Can you set down the painting forum thread below in full, word for word?

# Text excerpt

+--

It cracks me up because I remember when I FIRST did a person I was asking people how exactly do i make flesh tones, and then I'd write down what paint they used and step by step what they did. i guess it just shows how much you learn and how much you suck balls when you start :fruit:
This is dramtically incomplete, obviously
http://www.gitrdone.net/zaphod/painting/7_portrait.jpg
one2hit
July 15th, 2004, 02:16 PM
holy shat! These are harsh to look at. I'm color blind and no painter, but my advice would be to sketch out the image you see before you color it. Block in the shapes, because the accuracy of the placement in the first image is WAY off. It will be easier to copy the colors you see in an accurate manner if you have an accurate line template to work with. I am seeing a lot of shades on your cloth and stuff, but the shades aren't laying on any blocked in wrinkles. They are just swimming around. I think it would be hard as f*ck >__< to paint anything from life without sketching it out on canvas first.
Zesty
July 15th, 2004, 02:35 PM
holy shat! These are harsh to look at. I'm color blind and no painter, but my advice would be to sketch out the image you see before you color it. Block in the shapes, because the accuracy of the placement in the first image is WAY off. It will be easier to copy the colors you see in an accurate manner if you have an accurate line template to work with. I am seeing a lot of shades on your cloth and stuff, but the shades aren't laying on any blocked in wrinkles. They are just swimming around. I think it would be hard as f*ck >__< to paint anything from life without sketching it out on canvas first.

+--

# Collected data entries
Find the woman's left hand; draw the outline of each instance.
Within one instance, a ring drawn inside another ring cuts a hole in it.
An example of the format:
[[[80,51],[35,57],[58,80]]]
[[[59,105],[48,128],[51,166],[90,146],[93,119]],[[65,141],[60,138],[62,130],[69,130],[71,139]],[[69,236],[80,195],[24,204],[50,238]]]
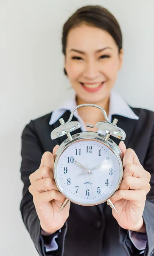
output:
[[[116,213],[112,210],[112,215],[121,227],[145,233],[142,216],[146,195],[150,189],[151,175],[133,149],[126,149],[123,142],[119,143],[119,147],[124,156],[123,174],[118,190],[110,198],[118,212]]]

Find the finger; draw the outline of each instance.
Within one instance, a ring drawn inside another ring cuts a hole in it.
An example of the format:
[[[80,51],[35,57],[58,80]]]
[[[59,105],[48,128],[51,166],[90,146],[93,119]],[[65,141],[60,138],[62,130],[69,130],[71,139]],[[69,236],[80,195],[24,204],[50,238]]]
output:
[[[119,148],[121,150],[123,156],[124,155],[125,151],[126,150],[126,145],[123,141],[123,140],[121,140],[118,146]]]
[[[150,186],[148,182],[145,182],[144,179],[127,176],[122,181],[119,189],[145,189],[148,193],[150,189]]]
[[[52,189],[59,191],[55,182],[49,177],[39,180],[29,187],[29,191],[33,195],[37,193]]]
[[[39,193],[34,196],[34,201],[35,206],[41,204],[42,203],[49,202],[53,199],[59,201],[62,204],[65,199],[65,197],[60,192],[54,189]]]
[[[124,199],[134,203],[144,202],[146,200],[146,194],[144,190],[131,190],[120,189],[110,198],[114,204],[116,201]]]
[[[37,180],[48,177],[54,180],[53,174],[50,169],[49,167],[45,166],[44,167],[40,167],[39,169],[31,174],[29,176],[29,180],[31,184],[33,184]]]
[[[123,164],[124,168],[128,163],[134,163],[140,166],[142,166],[135,151],[132,148],[127,148],[123,156]]]
[[[55,154],[55,153],[56,153],[57,149],[58,149],[59,147],[59,145],[57,145],[53,148],[53,157],[54,156],[54,155]]]
[[[142,166],[134,163],[128,163],[123,170],[123,179],[127,176],[132,176],[136,178],[142,178],[146,176],[146,171]]]

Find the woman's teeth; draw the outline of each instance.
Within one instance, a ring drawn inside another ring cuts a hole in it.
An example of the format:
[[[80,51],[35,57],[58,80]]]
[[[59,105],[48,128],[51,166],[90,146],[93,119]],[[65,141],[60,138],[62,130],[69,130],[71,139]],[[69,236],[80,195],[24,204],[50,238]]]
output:
[[[100,86],[102,84],[102,83],[94,84],[84,84],[83,83],[82,83],[82,84],[87,88],[96,88],[97,87]]]

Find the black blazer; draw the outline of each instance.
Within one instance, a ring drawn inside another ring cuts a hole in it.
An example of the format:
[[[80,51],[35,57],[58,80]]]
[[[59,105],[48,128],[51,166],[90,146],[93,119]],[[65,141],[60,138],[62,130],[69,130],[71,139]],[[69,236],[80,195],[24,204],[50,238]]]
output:
[[[154,112],[131,108],[139,117],[134,120],[120,115],[112,116],[118,120],[117,125],[124,130],[127,148],[136,152],[144,169],[151,175],[151,189],[147,196],[143,218],[147,235],[147,246],[144,255],[154,256]],[[119,227],[112,216],[111,208],[104,203],[91,207],[71,203],[69,218],[57,239],[59,249],[45,253],[43,237],[40,234],[40,222],[33,197],[28,191],[30,174],[39,166],[43,154],[52,152],[66,136],[52,140],[52,131],[59,126],[59,121],[50,125],[52,113],[31,120],[22,135],[21,179],[24,183],[20,210],[25,225],[40,255],[56,256],[125,256],[139,255],[129,239],[128,230]],[[62,116],[66,122],[70,112]],[[76,120],[74,116],[73,120]],[[81,132],[78,129],[72,134]],[[112,137],[117,145],[120,140]],[[50,239],[50,237],[48,238]]]

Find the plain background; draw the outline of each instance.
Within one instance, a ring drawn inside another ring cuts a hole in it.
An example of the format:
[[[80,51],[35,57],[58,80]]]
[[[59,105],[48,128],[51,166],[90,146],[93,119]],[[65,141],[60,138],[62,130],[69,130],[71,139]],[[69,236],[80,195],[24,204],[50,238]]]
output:
[[[0,0],[0,255],[38,255],[19,210],[21,135],[70,93],[62,26],[87,4],[108,8],[121,27],[124,63],[115,90],[132,106],[154,110],[153,0]]]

+--

# Task response
It cracks me up because I remember when I FIRST did a person I was asking people how exactly do i make flesh tones, and then I'd write down what paint they used and step by step what they did. i guess it just shows how much you learn and how much you suck balls when you start :fruit:
This is dramtically incomplete, obviously
http://www.gitrdone.net/zaphod/painting/7_portrait.jpg
one2hit
July 15th, 2004, 02:16 PM
holy shat! These are harsh to look at. I'm color blind and no painter, but my advice would be to sketch out the image you see before you color it. Block in the shapes, because the accuracy of the placement in the first image is WAY off. It will be easier to copy the colors you see in an accurate manner if you have an accurate line template to work with. I am seeing a lot of shades on your cloth and stuff, but the shades aren't laying on any blocked in wrinkles. They are just swimming around. I think it would be hard as f*ck >__< to paint anything from life without sketching it out on canvas first.
Zesty
July 15th, 2004, 02:35 PM
holy shat! These are harsh to look at. I'm color blind and no painter, but my advice would be to sketch out the image you see before you color it. Block in the shapes, because the accuracy of the placement in the first image is WAY off. It will be easier to copy the colors you see in an accurate manner if you have an accurate line template to work with. I am seeing a lot of shades on your cloth and stuff, but the shades aren't laying on any blocked in wrinkles. They are just swimming around. I think it would be hard as f*ck >__< to paint anything from life without sketching it out on canvas first.